Pointing records
___

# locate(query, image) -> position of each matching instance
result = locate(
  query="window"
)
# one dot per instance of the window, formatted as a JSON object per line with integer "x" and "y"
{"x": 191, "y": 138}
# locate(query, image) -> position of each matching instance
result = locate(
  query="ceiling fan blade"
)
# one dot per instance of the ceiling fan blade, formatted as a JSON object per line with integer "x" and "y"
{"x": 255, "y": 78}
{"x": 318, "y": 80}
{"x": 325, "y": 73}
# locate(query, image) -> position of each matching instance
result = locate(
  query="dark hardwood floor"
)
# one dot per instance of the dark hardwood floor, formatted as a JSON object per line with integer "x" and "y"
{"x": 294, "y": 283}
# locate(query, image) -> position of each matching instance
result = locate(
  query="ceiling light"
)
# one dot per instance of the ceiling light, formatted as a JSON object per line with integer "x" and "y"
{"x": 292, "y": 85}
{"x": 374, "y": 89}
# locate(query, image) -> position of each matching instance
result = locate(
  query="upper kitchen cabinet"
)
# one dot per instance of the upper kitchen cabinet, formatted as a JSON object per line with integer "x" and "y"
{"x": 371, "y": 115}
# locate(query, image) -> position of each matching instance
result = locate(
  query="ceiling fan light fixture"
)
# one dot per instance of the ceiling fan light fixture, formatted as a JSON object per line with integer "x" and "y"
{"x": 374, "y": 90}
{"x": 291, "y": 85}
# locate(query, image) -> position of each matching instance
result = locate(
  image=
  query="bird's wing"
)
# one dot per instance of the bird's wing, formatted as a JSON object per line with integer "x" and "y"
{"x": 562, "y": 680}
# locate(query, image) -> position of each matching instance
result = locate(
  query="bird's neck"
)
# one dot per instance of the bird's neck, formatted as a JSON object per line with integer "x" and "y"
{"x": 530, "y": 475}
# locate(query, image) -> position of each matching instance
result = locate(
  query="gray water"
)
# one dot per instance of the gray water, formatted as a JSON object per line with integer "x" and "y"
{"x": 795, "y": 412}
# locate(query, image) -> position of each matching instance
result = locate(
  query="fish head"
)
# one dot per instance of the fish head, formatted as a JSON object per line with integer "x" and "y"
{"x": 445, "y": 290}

___

| AIM |
Here, the records must be output exactly and in full.

| PROBLEM SOLUTION |
# locate(query, image) -> position of each matching instance
result = locate(
  query="window"
)
# one dot per instance of the window, formatted as a JSON object per line with integer "x" and "y"
{"x": 191, "y": 138}
# locate(query, image) -> position of each matching instance
result = locate(
  query="ceiling fan blade"
)
# one dot per instance of the ceiling fan blade, formatted as a JSON object per line with integer "x" and "y"
{"x": 255, "y": 78}
{"x": 318, "y": 80}
{"x": 325, "y": 73}
# locate(query, image) -> position of each matching instance
result = locate(
  query="dark hardwood floor"
)
# one dot per instance of the dark hardwood floor, formatted as a JSON object per line with integer "x" and "y"
{"x": 294, "y": 283}
# locate(query, image) -> position of each matching instance
result = locate(
  query="ceiling light"
)
# one dot per instance of the ceiling light, formatted as a JSON object per line with integer "x" and "y"
{"x": 292, "y": 85}
{"x": 374, "y": 89}
# locate(query, image) -> position of each matching instance
result = locate(
  query="upper kitchen cabinet"
)
# one dot per instance of the upper kitchen cabinet, formatted as a JSON object per line with integer "x" and "y"
{"x": 371, "y": 115}
# locate(query, image) -> position of each matching instance
result = locate(
  query="ceiling fan light fixture"
)
# one dot per instance of the ceiling fan light fixture, formatted as a JSON object per line with integer "x" and "y"
{"x": 374, "y": 90}
{"x": 291, "y": 85}
# locate(query, image) -> position of each matching instance
result = locate(
  image=
  query="bird's wing"
)
# one dot per instance of the bird's wing, formatted as a JSON object per line with integer "x" and "y"
{"x": 562, "y": 680}
# locate(query, image) -> position of each matching instance
result = locate(
  query="bird's neck"
)
# one dot per instance of the bird's neck, formatted as a JSON object per line with integer "x" and "y"
{"x": 530, "y": 475}
# locate(query, image) -> position of each matching instance
result = locate(
  query="gray water"
)
# one dot per instance of the gray water, formatted as a JSON object per line with integer "x" and "y"
{"x": 795, "y": 412}
# locate(query, image) -> position of each matching instance
result = locate(
  query="fish head"
)
# one dot per instance of the fish head, formatted as a JSON object per line with integer "x" and "y"
{"x": 445, "y": 290}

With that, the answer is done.